> [Text provided]
Renewed Shutdowns/Restrictions Present Interesting Issues Regarding COVID-19 Business Interruption Claims

July 20, 2020

In recent weeks we have published multiple pieces on issues related to the calculation of damages under business interruption policies for losses associated with COVID-19 shutdowns/restrictions.  Unlike more conventional business interruption claims, such as losses associated with a hurricane, COVID-19 claims are likely to be more complicated regarding the end date for loss calculations, especially in instances where the policyholder was permitted to resume operations in a limited capacity, such as restaurants that initially were ordered closed but then were allowed to transition to a take-out/delivery model, outdoor seating only, or to operate at restricted capacities.

As many jurisdictions now face a resurgence in COVID-19 cases, another complicating issue is likely to arise.  In these jurisdictions that previously imposed restrictions on operations but lifted such restrictions, many policyholders have already submitted COVID-19-related business interruption claims to their insurance carriers.  Having thought that they had weathered the storm and were on the path to recovery, they now face the potential of new shutdowns/restrictions.

If renewed shutdowns/restrictions are imposed, a question is likely to arise as to whether these policyholders have one claim applicable to both sets of shutdowns/restrictions or two separate claims.  Does the policyholder need to provide additional notice related to the second set of shutdowns/restrictions?  Is it more beneficial for the policyholder to have one or multiple coverage triggering events (i.e., occurrences)?  What is the impact on available limits or deductibles/retentions?

These are just a few of the insurance issues potentially presented by the prospect of renewed shutdowns/restrictions.  Policyholders should review the terms of their policies carefully to understand their rights and their best path forward.  Given the complexity of these issues, policyholders should consult with outside experts, as necessary.

> [Exercises]
1 > In the text on COVID-19 business interruption claims, what example of a more conventional business interruption claim is given?
2 > Write out the passage from the COVID-19 business interruption text, starting with "These are just" and going on through "experts, as necessary.".
3 > List every limited way of operating that the COVID-19 business interruption text says restaurants were allowed after first being ordered closed.

> [Input data]
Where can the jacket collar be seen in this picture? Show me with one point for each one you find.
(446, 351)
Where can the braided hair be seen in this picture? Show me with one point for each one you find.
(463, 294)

> [Results for the exercise]
1 > Losses associated with a hurricane.

2 >
These are just a few of the insurance issues potentially presented by the prospect of renewed shutdowns/restrictions.  Policyholders should review the terms of their policies carefully to understand their rights and their best path forward.  Given the complexity of these issues, policyholders should consult with outside experts, as necessary.

3 >
- Transitioning to a take-out/delivery model
- Outdoor seating only
- Operating at restricted capacities